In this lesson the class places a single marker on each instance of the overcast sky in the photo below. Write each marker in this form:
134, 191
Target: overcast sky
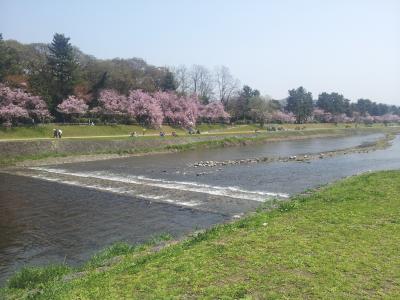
352, 47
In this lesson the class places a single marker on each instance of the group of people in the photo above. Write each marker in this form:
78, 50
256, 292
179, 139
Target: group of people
57, 133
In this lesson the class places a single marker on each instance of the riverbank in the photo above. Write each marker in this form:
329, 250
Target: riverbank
50, 151
341, 241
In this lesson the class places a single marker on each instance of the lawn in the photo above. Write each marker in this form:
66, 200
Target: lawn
46, 130
340, 242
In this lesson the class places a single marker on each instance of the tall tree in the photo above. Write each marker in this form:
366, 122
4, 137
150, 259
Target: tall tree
333, 103
300, 103
168, 83
8, 60
63, 68
226, 84
201, 83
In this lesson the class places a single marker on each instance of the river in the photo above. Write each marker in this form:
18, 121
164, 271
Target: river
65, 213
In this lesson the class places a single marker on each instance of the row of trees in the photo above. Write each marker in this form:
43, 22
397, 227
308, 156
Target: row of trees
249, 106
151, 109
70, 83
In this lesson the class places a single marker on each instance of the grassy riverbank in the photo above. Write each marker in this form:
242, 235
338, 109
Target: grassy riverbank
44, 131
340, 242
81, 149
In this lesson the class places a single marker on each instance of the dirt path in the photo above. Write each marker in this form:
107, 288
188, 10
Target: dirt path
122, 136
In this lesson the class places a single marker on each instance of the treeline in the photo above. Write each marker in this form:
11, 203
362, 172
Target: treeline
57, 81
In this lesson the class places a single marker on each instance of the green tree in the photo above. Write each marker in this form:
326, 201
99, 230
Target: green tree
168, 83
333, 103
300, 103
8, 60
63, 69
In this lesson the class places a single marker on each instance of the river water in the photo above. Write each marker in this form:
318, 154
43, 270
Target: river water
67, 212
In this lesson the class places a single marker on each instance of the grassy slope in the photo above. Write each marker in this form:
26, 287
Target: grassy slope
229, 139
337, 243
46, 131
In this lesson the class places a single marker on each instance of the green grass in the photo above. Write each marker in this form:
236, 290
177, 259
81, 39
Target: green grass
341, 242
46, 130
227, 139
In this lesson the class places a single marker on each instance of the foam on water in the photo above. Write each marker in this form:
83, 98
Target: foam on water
117, 190
230, 191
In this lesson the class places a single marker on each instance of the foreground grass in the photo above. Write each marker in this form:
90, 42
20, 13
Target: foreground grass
341, 242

→ 課題概要
上のエントリをすべて、一字一句変えずに書き写してください。画像は書き写す対象から外してください。

→ 問題の解答
In this lesson the class places a single marker on each instance of the overcast sky in the photo below. Write each marker in this form:
134, 191
Target: overcast sky
352, 47
In this lesson the class places a single marker on each instance of the group of people in the photo above. Write each marker in this form:
78, 50
256, 292
179, 139
Target: group of people
57, 133
In this lesson the class places a single marker on each instance of the riverbank in the photo above. Write each marker in this form:
329, 250
Target: riverbank
50, 151
341, 241
In this lesson the class places a single marker on each instance of the lawn in the photo above. Write each marker in this form:
66, 200
Target: lawn
46, 130
340, 242
In this lesson the class places a single marker on each instance of the tall tree in the photo above. Write each marker in this form:
366, 122
4, 137
150, 259
Target: tall tree
333, 103
300, 103
168, 83
8, 60
63, 68
226, 84
201, 83
In this lesson the class places a single marker on each instance of the river in the photo above. Write each marker in this form:
18, 121
164, 271
Target: river
65, 213
In this lesson the class places a single marker on each instance of the row of trees in the photo above. Write each marker in this form:
43, 22
397, 227
308, 156
Target: row of trees
249, 106
151, 109
70, 83
In this lesson the class places a single marker on each instance of the grassy riverbank in the photo above. Write each marker in this form:
242, 235
338, 109
Target: grassy riverbank
44, 131
340, 242
81, 149
In this lesson the class places a single marker on each instance of the dirt path in the photo above. Write each marker in this form:
107, 288
188, 10
Target: dirt path
122, 136
In this lesson the class places a single marker on each instance of the treeline in the photo above. Write each marker in this form:
11, 203
362, 172
Target: treeline
57, 81
In this lesson the class places a single marker on each instance of the green tree in the photo above. Write each marker in this form:
326, 201
99, 230
Target: green tree
168, 83
333, 103
300, 103
8, 60
63, 69
In this lesson the class places a single marker on each instance of the river water in the photo above. Write each marker in this form:
318, 154
43, 270
Target: river water
67, 212
In this lesson the class places a single marker on each instance of the grassy slope in the photo above. Write each marker in this form:
26, 287
Target: grassy slope
229, 139
337, 243
46, 131
In this lesson the class places a single marker on each instance of the green grass in the photo above. Write each marker in this form:
236, 290
177, 259
81, 39
Target: green grass
341, 242
46, 130
227, 139
In this lesson the class places a single marker on each instance of the foam on water in the photo above. Write each marker in this form:
83, 98
Target: foam on water
117, 190
230, 191
In this lesson the class places a single marker on each instance of the foreground grass in the photo above. Write each marker in this form:
90, 42
20, 13
Target: foreground grass
341, 242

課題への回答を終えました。